━━━ EXTRACTED TEXT

User namespaces graduated stable in Kubernetes 1.36: pod-level isolation without gVisor

Kubernetes 1.36 promotes user namespaces to stable. A process running as root inside a pod now maps to an unprivileged UID on the host, containing the impact of container breakouts without the compatibility and performance costs of gVisor or Kata Containers.

Kubernetes 1.36 releases on April 22, and with it the UserNamespacesSupport feature gate graduates to stable. The feature has been enabled by default since 1.33, so the GA promotion is less about new functionality and more about a commitment: the API is frozen, the behavior is production-grade, and the feature will not be removed. For platform engineers evaluating pod isolation strategies, user namespaces occupy a specific position: stronger isolation than runAsNonRoot alone, with none of the compatibility and performance costs of gVisor or Kata Containers.

TL;DR

  • User namespaces remap container UIDs to unprivileged host UIDs. Root inside the pod (UID 0) maps to a high, unprivileged UID on the node (e.g., 196608).
  • The opt-in is a single field: spec.hostUsers: false. No feature gate manipulation needed since 1.33.
  • Runtime requirements: containerd 2.0+, Linux kernel 6.3+, and a filesystem supporting idmap mounts.

━━━━━━
━━━ EXCERPTED RECORDS

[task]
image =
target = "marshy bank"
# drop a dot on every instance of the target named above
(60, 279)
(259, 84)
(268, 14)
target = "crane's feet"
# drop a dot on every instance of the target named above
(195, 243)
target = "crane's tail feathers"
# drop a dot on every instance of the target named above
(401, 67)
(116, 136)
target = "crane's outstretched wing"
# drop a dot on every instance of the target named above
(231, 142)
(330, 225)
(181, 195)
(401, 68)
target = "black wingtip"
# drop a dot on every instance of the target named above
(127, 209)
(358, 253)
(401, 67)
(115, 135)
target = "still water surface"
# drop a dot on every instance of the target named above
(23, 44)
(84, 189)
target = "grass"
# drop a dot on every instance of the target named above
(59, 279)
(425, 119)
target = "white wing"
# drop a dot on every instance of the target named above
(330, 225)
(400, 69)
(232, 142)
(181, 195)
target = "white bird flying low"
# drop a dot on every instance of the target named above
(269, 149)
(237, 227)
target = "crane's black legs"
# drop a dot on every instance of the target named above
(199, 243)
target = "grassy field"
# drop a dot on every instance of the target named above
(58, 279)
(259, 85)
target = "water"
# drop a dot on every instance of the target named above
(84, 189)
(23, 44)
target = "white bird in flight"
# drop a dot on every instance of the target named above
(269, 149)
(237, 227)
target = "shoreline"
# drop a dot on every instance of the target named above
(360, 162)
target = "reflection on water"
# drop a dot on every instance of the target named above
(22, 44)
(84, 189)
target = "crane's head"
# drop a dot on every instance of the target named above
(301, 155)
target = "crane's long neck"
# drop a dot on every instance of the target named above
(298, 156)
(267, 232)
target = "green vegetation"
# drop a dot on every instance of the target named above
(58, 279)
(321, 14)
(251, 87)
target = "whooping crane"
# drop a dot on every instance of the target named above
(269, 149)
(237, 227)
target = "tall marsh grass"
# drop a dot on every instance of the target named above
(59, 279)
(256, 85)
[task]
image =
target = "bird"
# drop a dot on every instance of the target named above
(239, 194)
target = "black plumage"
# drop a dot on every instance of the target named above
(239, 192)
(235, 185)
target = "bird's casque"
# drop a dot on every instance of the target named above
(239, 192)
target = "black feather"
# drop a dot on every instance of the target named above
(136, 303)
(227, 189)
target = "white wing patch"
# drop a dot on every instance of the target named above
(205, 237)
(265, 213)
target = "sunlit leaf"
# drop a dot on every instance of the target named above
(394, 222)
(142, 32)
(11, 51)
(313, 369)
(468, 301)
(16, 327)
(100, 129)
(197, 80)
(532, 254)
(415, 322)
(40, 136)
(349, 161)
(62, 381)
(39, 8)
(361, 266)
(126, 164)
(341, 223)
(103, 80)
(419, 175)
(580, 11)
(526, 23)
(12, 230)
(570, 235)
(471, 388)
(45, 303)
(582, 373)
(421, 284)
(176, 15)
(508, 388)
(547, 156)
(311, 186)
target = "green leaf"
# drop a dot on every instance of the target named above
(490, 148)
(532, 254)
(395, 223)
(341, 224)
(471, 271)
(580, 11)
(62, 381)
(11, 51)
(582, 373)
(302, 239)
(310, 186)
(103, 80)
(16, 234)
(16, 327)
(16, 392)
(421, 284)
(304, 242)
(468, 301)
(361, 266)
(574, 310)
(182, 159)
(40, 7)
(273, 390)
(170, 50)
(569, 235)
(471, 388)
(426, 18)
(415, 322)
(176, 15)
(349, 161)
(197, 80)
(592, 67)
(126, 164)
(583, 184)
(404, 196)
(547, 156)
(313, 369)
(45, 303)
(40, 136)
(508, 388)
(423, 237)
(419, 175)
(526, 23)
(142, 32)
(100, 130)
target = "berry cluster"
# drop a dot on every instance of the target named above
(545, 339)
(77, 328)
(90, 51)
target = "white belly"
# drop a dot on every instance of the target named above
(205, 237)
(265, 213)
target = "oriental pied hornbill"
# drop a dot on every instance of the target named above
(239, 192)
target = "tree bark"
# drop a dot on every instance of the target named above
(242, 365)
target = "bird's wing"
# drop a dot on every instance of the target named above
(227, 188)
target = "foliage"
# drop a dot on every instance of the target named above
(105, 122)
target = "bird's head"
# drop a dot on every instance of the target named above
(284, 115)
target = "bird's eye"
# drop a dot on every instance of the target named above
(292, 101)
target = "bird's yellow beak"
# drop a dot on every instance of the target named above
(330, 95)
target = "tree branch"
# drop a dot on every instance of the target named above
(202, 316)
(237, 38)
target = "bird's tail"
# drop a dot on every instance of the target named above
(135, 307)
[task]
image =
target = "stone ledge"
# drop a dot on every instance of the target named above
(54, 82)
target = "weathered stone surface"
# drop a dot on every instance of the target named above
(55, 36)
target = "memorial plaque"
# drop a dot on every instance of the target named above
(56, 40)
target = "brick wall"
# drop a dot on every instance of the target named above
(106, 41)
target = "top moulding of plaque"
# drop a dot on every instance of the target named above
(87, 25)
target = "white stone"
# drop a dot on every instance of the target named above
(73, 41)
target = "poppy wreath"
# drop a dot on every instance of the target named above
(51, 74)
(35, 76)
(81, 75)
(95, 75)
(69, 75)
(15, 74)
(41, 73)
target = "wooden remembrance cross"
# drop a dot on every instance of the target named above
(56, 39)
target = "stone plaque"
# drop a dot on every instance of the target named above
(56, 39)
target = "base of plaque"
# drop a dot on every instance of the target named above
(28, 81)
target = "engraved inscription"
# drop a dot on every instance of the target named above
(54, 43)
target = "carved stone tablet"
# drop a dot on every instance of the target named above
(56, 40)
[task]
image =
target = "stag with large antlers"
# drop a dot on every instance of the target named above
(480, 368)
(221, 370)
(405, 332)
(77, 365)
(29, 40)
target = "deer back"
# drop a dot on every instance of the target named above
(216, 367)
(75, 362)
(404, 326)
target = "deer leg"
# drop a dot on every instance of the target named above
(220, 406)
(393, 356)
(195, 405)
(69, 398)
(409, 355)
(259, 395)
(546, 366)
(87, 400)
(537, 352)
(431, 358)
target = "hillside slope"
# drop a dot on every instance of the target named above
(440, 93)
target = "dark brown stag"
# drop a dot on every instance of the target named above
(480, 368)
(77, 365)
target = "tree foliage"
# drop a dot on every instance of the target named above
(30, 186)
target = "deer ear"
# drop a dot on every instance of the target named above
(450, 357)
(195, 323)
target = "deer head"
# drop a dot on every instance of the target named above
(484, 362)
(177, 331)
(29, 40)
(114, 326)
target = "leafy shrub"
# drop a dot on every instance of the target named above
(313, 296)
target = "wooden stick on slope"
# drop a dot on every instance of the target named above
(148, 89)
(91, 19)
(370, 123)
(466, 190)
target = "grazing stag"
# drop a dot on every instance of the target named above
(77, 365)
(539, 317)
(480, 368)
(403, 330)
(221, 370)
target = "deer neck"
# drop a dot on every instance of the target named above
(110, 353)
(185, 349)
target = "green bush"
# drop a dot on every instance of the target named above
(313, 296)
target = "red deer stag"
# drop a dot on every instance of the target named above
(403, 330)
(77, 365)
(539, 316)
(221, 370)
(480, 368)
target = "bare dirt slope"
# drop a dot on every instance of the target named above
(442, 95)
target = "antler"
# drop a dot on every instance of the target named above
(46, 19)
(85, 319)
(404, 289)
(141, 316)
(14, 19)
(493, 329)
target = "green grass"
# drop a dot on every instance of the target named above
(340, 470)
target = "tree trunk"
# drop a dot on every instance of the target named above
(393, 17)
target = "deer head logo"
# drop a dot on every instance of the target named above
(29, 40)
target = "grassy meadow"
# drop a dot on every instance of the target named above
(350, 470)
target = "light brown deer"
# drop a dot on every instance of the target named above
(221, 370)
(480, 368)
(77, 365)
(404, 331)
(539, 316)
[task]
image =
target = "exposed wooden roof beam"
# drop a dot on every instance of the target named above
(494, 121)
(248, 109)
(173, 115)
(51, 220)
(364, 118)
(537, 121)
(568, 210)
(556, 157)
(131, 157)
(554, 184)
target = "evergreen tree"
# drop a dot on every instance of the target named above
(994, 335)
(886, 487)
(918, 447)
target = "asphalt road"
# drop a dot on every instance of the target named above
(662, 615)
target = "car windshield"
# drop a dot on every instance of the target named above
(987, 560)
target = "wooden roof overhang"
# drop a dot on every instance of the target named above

━━━━━━

# WHAT TO WORK ON:
1. Can you condense the paragraph of the user namespaces article beginning "Kubernetes 1.36 releases on April 22" into a short list of its main facts?
2. Would you reproduce the user namespaces article from "Kubernetes 1.36 releases" to "node (e.g., 196608).", substituting "cluster operators" for "platform engineers"?

# EXPECTED RESPONSES:
1.
- Kubernetes 1.36 releases on April 22, and the UserNamespacesSupport feature gate graduates to stable.
- The feature has been enabled by default since 1.33, so GA is less about new functionality than a commitment: the API is frozen, the behavior is production-grade, and the feature will not be removed.
- For platform engineers weighing pod isolation strategies, user namespaces give stronger isolation than runAsNonRoot alone, without the compatibility and performance costs of gVisor or Kata Containers.

2.
Kubernetes 1.36 releases on April 22, and with it the UserNamespacesSupport feature gate graduates to stable. The feature has been enabled by default since 1.33, so the GA promotion is less about new functionality and more about a commitment: the API is frozen, the behavior is production-grade, and the feature will not be removed. For cluster operators evaluating pod isolation strategies, user namespaces occupy a specific position: stronger isolation than runAsNonRoot alone, with none of the compatibility and performance costs of gVisor or Kata Containers.

TL;DR

  • User namespaces remap container UIDs to unprivileged host UIDs. Root inside the pod (UID 0) maps to a high, unprivileged UID on the node (e.g., 196608).